** DIRECTION **
Reproduce every line of the entries from the line with "find the curved walkway in the photo above" through the end of the entries, adding -21 to each coordinate in the answers and keeping all other lines unchanged.

** Point placement records **

────────────────────

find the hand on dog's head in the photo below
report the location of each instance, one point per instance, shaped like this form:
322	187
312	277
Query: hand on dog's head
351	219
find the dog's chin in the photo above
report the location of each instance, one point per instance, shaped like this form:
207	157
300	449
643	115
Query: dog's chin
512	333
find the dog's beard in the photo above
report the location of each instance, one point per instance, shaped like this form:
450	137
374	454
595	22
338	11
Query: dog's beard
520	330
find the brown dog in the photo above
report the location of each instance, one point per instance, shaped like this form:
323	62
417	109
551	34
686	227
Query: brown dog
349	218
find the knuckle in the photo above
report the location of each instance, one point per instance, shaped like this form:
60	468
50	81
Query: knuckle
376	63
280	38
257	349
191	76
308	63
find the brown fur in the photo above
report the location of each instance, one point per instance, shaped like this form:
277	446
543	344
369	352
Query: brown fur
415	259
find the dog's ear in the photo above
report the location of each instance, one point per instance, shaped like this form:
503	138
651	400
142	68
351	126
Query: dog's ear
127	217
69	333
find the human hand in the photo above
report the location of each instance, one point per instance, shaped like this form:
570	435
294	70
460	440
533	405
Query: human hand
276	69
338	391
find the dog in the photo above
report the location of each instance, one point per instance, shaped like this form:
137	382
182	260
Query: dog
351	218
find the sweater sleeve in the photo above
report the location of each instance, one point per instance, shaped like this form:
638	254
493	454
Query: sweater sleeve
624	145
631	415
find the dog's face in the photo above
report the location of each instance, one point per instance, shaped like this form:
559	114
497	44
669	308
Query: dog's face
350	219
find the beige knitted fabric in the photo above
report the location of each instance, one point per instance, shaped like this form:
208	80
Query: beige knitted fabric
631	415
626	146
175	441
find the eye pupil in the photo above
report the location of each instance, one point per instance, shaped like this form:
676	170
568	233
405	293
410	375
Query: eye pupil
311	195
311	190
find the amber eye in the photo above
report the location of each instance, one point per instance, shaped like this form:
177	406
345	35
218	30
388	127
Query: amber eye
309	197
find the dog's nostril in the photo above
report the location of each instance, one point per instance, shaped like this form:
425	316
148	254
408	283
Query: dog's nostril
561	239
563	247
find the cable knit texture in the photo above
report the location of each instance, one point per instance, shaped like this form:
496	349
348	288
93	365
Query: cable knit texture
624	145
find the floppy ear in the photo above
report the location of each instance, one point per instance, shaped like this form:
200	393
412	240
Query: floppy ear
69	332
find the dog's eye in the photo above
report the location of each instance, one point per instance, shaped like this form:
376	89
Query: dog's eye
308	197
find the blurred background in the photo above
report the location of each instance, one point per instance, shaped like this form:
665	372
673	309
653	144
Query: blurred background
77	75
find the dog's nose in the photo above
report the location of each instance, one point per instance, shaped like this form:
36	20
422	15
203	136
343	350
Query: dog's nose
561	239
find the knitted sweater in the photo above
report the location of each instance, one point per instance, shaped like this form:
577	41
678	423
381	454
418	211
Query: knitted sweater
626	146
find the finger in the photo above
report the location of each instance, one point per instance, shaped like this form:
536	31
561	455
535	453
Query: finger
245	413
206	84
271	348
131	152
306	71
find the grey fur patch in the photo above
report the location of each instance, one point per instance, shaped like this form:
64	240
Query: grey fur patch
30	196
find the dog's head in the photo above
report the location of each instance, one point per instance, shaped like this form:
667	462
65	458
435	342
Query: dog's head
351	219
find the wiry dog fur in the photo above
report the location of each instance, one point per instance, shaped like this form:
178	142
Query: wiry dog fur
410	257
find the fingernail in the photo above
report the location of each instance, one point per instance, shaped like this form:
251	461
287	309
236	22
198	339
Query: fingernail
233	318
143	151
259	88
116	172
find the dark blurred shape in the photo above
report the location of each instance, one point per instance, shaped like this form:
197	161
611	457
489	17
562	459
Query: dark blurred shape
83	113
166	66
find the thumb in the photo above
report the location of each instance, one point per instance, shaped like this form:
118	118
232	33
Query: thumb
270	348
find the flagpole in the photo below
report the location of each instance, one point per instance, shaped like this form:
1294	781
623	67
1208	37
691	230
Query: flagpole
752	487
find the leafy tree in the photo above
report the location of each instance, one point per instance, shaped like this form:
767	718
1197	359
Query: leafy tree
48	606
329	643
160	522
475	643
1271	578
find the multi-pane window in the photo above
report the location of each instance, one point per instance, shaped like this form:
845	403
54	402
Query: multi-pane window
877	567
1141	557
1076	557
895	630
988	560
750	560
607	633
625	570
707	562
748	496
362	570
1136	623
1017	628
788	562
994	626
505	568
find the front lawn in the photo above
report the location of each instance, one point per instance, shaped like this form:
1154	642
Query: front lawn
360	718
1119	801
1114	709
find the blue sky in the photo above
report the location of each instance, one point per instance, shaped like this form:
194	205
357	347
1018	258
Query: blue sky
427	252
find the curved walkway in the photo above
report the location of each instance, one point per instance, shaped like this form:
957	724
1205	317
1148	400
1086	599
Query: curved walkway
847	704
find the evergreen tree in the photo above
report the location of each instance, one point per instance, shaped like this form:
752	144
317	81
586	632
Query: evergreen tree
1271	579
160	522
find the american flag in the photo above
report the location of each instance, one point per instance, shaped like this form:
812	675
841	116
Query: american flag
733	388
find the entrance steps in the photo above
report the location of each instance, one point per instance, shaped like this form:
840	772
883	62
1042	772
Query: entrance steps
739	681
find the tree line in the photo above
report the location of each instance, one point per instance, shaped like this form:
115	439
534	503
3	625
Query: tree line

────────────────────

** RESPONSE TO THE EXERCISE **
find the curved walkway in the photo above
report the location of each instance, one point per instance, shaped like this form:
957	724
1205	317
1148	400
1086	599
Query: curved walkway
826	683
find the evergreen tree in the photo above
report the location of each instance, one point per instance, shaped like this form:
752	144
317	81
586	632
Query: evergreen tree
1250	558
139	501
find the american flag in the photo above
report the location of each instance, one point per instance, shaped like this form:
812	675
841	116
Query: american flag
712	367
find the entrance steps in the photo above
report the location of each instance, one point per instance, shaped like this form:
840	772
883	62
1042	772
Query: entrance steps
718	660
find the tree line in the photo above
report the location of each instance, one point per instance, shaped like this form:
115	439
534	503
3	625
Query: tree line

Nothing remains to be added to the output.